Problem requirements: Each of the entries should be retyped precisely as it appears.
○ ○ ○
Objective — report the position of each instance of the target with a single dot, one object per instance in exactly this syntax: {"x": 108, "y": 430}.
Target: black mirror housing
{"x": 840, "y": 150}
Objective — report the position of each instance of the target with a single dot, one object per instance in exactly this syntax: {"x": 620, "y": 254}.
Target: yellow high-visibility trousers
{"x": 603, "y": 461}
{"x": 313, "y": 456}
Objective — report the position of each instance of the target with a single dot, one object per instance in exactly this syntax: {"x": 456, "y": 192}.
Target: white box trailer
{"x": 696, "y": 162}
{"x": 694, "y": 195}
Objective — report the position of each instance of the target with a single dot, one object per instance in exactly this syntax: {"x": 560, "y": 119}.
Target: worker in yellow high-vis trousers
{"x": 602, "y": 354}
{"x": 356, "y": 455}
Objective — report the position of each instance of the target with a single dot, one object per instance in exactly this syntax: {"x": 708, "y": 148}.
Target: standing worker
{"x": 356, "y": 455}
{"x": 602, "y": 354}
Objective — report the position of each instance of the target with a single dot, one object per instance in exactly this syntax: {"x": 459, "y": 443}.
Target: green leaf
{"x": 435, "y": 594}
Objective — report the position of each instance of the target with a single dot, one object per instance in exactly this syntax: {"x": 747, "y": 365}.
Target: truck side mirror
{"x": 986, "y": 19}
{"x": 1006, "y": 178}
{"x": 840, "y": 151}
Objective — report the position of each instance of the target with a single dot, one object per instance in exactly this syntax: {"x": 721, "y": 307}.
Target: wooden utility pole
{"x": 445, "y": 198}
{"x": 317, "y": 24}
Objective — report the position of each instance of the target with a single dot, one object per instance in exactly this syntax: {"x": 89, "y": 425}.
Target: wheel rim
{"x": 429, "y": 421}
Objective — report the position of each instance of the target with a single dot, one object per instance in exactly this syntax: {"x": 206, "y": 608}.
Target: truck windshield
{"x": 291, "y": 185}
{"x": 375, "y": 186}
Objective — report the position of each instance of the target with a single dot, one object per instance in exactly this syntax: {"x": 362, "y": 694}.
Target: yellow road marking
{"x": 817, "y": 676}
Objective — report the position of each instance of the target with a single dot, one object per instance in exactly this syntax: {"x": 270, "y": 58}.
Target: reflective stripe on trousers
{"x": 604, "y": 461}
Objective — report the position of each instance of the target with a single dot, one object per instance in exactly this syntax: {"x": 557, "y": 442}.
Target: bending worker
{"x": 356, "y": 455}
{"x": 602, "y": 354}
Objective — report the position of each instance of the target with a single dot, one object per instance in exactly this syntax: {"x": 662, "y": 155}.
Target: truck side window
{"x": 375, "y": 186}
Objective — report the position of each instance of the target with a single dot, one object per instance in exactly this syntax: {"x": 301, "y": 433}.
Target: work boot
○ ○ ○
Exercise answer:
Objective — report the position of each instance of the target with a single dot, one object per instance in exactly this syntax: {"x": 108, "y": 430}.
Target: black mirror housing
{"x": 840, "y": 150}
Objective — report the position of each instance of the target with a single dot, one object per instance in exactly this syntax: {"x": 620, "y": 254}.
Target: yellow high-visibility trousers
{"x": 603, "y": 461}
{"x": 313, "y": 456}
Objective — report the position of each instance of the target with a single dot, one object per instance in exactly this syntax: {"x": 456, "y": 192}.
Target: white box trailer
{"x": 696, "y": 162}
{"x": 694, "y": 195}
Objective — report the position of each instance of the target with a single dot, one object per instance in exactly this syntax: {"x": 560, "y": 119}.
Target: worker in yellow high-vis trousers
{"x": 602, "y": 354}
{"x": 356, "y": 455}
Objective — report the position of each instance of the target with a single dot, one object per instance in exactly this syntax: {"x": 708, "y": 148}.
Target: standing worker
{"x": 356, "y": 455}
{"x": 602, "y": 354}
Objective — report the position of each instance of the target with a single dot, one object per instance in exactly this syntax: {"x": 459, "y": 443}.
Target: green leaf
{"x": 435, "y": 594}
Objective — report the position of each instance of the target with a single dot, one object per instance in exactly this syntax: {"x": 747, "y": 365}.
Target: truck side mirror
{"x": 986, "y": 19}
{"x": 1006, "y": 178}
{"x": 840, "y": 151}
Objective — report the position of each instance of the target with a single dot, one object per instance in exactly this syntax: {"x": 721, "y": 307}.
Target: wooden utility pole
{"x": 445, "y": 198}
{"x": 317, "y": 24}
Objective — report the position of each instance of the target with a single dot, one object per instance in exactly this syntax: {"x": 89, "y": 425}.
Target: wheel rim
{"x": 429, "y": 421}
Objective — report the position of each instance of the target with a single dot, one object per instance in exactly this syntax: {"x": 206, "y": 608}.
Target: truck windshield
{"x": 291, "y": 185}
{"x": 375, "y": 186}
Objective — report the position of each instance of the target with a single dot, one object per instance in exactly this syntax: {"x": 362, "y": 694}.
Target: yellow road marking
{"x": 817, "y": 676}
Objective — report the position of each instance of the target with a single dot, one object per instance in exactly this syntax: {"x": 270, "y": 58}.
Target: reflective stripe on trousers
{"x": 604, "y": 461}
Objective — report the position of each instance of the target with a single dot, one object per instance in exactly this syntax: {"x": 557, "y": 442}.
Target: bending worker
{"x": 356, "y": 455}
{"x": 602, "y": 354}
Objective — report the position of each instance of the target with a single dot, one object per instance in exactly this syntax: {"x": 662, "y": 155}.
Target: truck side window
{"x": 375, "y": 186}
Objective — report the position of each instance of the target with a single dot, one object per instance in exactly this syntax: {"x": 301, "y": 433}.
Target: work boot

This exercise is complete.